Extracted data
————————
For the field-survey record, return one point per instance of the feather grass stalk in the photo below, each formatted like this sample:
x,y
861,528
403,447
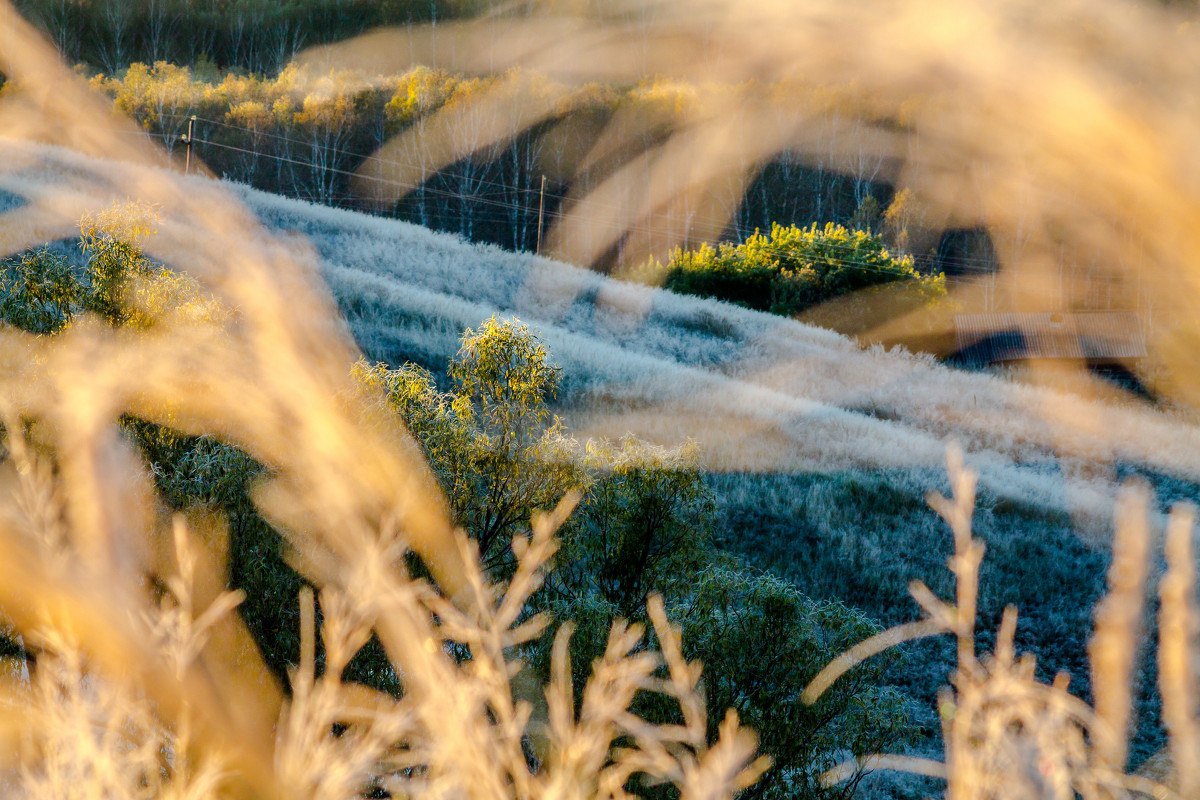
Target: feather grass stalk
x,y
1176,665
1113,649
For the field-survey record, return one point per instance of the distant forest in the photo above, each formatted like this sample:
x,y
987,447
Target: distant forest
x,y
281,130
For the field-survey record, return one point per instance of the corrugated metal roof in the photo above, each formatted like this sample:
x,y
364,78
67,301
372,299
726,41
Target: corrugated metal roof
x,y
1095,335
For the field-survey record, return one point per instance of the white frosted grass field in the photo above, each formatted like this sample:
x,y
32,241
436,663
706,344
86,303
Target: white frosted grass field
x,y
757,391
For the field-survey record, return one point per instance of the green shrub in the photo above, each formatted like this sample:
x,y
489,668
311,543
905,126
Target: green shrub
x,y
795,269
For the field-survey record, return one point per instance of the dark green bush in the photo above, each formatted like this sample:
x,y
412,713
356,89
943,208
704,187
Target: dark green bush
x,y
795,269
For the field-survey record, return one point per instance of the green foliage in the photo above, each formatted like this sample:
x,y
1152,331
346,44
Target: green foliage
x,y
761,642
643,525
492,441
795,269
40,292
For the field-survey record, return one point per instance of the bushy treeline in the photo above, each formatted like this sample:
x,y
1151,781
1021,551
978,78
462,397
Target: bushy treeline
x,y
304,134
795,269
253,35
643,524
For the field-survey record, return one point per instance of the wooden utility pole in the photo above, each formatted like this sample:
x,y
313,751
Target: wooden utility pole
x,y
187,139
541,209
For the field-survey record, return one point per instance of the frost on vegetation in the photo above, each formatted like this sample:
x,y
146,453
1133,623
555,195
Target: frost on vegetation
x,y
702,358
1008,735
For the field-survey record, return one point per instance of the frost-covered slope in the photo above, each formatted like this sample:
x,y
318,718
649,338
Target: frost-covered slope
x,y
760,392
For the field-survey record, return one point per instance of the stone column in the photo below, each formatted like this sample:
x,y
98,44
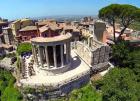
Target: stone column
x,y
68,52
47,58
40,55
35,54
54,56
62,55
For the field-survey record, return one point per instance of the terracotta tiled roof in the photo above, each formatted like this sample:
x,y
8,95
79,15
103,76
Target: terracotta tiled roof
x,y
28,28
46,27
6,46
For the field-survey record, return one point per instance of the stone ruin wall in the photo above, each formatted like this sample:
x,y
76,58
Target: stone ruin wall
x,y
93,56
84,52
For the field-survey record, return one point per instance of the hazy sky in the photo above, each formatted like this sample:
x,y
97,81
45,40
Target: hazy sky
x,y
13,9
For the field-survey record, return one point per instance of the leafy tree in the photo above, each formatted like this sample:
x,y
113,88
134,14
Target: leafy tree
x,y
120,85
124,13
121,54
7,90
86,93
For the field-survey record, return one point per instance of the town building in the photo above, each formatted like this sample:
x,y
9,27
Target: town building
x,y
26,33
8,35
18,24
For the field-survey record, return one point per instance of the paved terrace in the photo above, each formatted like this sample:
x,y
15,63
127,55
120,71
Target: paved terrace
x,y
78,69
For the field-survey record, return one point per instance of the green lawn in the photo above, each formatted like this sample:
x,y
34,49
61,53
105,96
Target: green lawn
x,y
7,90
86,93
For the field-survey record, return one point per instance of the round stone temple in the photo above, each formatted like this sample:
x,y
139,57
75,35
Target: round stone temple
————————
What you have to do
Give back the entries verbatim. Do not include any picture.

Solution below
For the field-survey record, return one point per instance of the feather grass stalk in the photo below, each formatted like this sample:
x,y
861,528
403,447
Target: feather grass stalk
x,y
1176,665
1113,649
For the field-survey record, return one point per instance of the distant forest in the photo above, each formatted like this sample:
x,y
987,447
Target: distant forest
x,y
281,130
For the field-survey record, return one point per instance of the corrugated metal roof in the photo above, each formatted like this sample:
x,y
364,78
67,301
372,299
726,41
Target: corrugated metal roof
x,y
1095,335
For the field-survey record, return one point per instance of the white frosted grass field in the photo above, each formatted like this sample:
x,y
32,241
436,663
706,344
86,303
Target: white frosted grass field
x,y
757,391
For the field-survey record, return one point per instance of the green shrub in the photo above, each formatted like this sample:
x,y
489,668
311,543
905,126
Target: green shrub
x,y
795,269
For the field-survey record, return one point per instance of the dark green bush in the photo above, each formatted like this sample:
x,y
412,713
356,89
943,208
704,187
Target: dark green bush
x,y
795,269
For the field-survey record, return one point per instance of the green foliage in the photo above, each formatted like this sample:
x,y
1152,331
346,44
Target: green foliage
x,y
761,642
643,525
492,441
795,269
40,292
For the field-survey record, return one point per instance of the bushy treeline in the photo above, each formatted like this sample:
x,y
1151,781
1021,551
978,78
462,397
Target: bushy treeline
x,y
304,134
795,269
253,35
643,524
For the field-survey record, return one point per instance of the wooden utility pole in the photo above, each formatted like this sample:
x,y
313,751
Target: wooden utility pole
x,y
187,139
541,209
For the field-survey record, return one point per instance of the frost on vegetation in the photo above, each formatted like this sample:
x,y
146,453
1133,623
555,195
Target: frost on vegetation
x,y
702,358
1008,735
For the field-survey record, return one point per instance of the frost-covered slope in the photo above, each formatted like this sample:
x,y
318,718
649,338
Target: frost-covered slope
x,y
760,392
For the field-survey record, return one point per instance of the stone column in the photo below, each formatted like this sample:
x,y
98,44
Target: stone column
x,y
68,52
47,58
40,55
35,54
54,56
62,55
For the field-survey record, return one point per instance of the terracotta tiled roof in the photo above, each formatted like this sample:
x,y
8,95
79,15
103,76
Target: terracotta tiled roof
x,y
28,28
46,27
6,46
For the field-survey record, return one point per instance of the stone ruin wall in the photo above, each formatted like this sample:
x,y
76,58
Target: stone ruin wall
x,y
93,56
84,52
For the field-survey record, return one point per instance of the hazy sky in the photo above, each formatted like this sample:
x,y
97,81
45,40
Target: hazy sky
x,y
13,9
For the field-survey record, return one point per instance of the leafy tree in the photo above, each formatted like this sample:
x,y
113,88
134,14
Target: leafy tree
x,y
120,85
124,13
121,54
7,90
86,93
For the field-survey record, return one point per instance of the town building in the photo above, each formatted like this sample:
x,y
9,27
Target: town building
x,y
26,33
8,35
18,24
For the field-survey record, return one point per instance of the paved terrace in the photo above, each formatted like this sample:
x,y
15,63
127,55
120,71
Target: paved terrace
x,y
78,69
For the field-survey record, return one point per instance of the green lawn in the photo above, each formatted like this sample:
x,y
34,49
61,53
105,96
Target: green lawn
x,y
7,90
86,93
For the field-survey record, return one point per instance of the round stone temple in the photo above, each formatted like this sample:
x,y
139,57
75,35
Target: round stone temple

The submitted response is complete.